Artículo:
================

Por el clamor de la tierra

Todos estamos llamados a crear una espiritualidad del cuidado de la casa común y a trabajar para protegerla, como reflexiona el P. Juan José Cortés Casillas, MG, desde la Misión de la Amazonía.

Autor: P. Juan José Cortés Casillas, MG

 

En la base de nuestra fe judeocristiana aparece lo fundamentalmente distintivo de nosotros los cristianos, la palabra araméica “Abba” que, en una traducción libre, significa “papito”, “papá”. “Dios creó a los seres humanos a su imagen; a imagen de Dios los creó; hombre y mujer los creó” (Gen 1, 27).

 

Pero, así como esa afirmación es parte viva de la antropología cristiana, no poseemos tan clara la conciencia de que el Universo entero, la Tierra y todas sus realidades, son igualmente creación de Dios Padre. Que las cosas, por tanto, son más que cosas; que son criaturas. Como dice el Papa: “Todo el universo material es un lenguaje del amor de Dios, de su desmesurado cariño hacia nosotros. El suelo, el agua, las montañas, todo es caricia de Dios […] Para el creyente, contemplar lo creado es también escuchar un mensaje, oír una voz paradójica y silenciosa” (LS 84-85).

================

Entradas de anotación de coordenadas:
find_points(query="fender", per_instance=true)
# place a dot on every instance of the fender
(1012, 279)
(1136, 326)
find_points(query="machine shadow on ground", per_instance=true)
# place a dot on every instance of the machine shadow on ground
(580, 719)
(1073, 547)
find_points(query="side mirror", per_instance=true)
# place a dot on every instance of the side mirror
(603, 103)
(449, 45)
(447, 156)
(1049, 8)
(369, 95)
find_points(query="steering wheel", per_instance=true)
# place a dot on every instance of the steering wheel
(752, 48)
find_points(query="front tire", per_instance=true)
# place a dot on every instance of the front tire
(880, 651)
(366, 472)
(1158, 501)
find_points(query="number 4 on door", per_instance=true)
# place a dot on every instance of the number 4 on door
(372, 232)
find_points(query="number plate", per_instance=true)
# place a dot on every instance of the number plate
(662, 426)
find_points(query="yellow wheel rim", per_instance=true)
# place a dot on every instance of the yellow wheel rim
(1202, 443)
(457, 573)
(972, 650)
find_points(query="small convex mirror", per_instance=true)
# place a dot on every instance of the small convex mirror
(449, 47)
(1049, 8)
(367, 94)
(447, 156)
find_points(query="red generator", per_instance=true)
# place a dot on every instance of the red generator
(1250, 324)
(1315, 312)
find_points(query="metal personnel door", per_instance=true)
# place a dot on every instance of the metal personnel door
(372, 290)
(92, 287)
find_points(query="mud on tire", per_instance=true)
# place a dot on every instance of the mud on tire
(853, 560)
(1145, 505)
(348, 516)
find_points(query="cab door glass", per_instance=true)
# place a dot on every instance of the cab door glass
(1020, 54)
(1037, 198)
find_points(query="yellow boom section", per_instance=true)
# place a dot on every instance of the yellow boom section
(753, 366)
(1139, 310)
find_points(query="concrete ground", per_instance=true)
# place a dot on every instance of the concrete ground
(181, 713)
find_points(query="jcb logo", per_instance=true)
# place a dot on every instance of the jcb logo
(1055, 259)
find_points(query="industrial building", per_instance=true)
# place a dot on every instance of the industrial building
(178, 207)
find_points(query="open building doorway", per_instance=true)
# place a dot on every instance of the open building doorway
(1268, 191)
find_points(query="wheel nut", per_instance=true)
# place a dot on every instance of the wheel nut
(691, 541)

================

Ejercicios para resolver:
A – Repite el fragmento del artículo desde "En la base de" hasta "(Gen 1, 27).", ambos incluidos.
B – Indica si cada afirmación coincide con el artículo y cita las palabras que lo deciden: (i) la palabra "Abba" puede traducirse como "papá"; (ii) los cristianos tienen igual de clara la conciencia de que el Universo es creación de Dios; (iii) la reflexión se hace desde la Misión de la Amazonía.
C – Según el artículo, ¿por qué las cosas son más que cosas?
No hace falta consultar los datos.

Soluciones:
A –
En la base de nuestra fe judeocristiana aparece lo fundamentalmente distintivo de nosotros los cristianos, la palabra araméica “Abba” que, en una traducción libre, significa “papito”, “papá”. “Dios creó a los seres humanos a su imagen; a imagen de Dios los creó; hombre y mujer los creó” (Gen 1, 27).

B –
(i) Sí: "significa “papito”, “papá”".
(ii) No: "no poseemos tan clara la conciencia de que el Universo entero, la Tierra y todas sus realidades, son igualmente creación de Dios Padre".
(iii) Sí: "desde la Misión de la Amazonía".

C – Porque el Universo entero, la Tierra y todas sus realidades son creación de Dios Padre. Por eso son criaturas.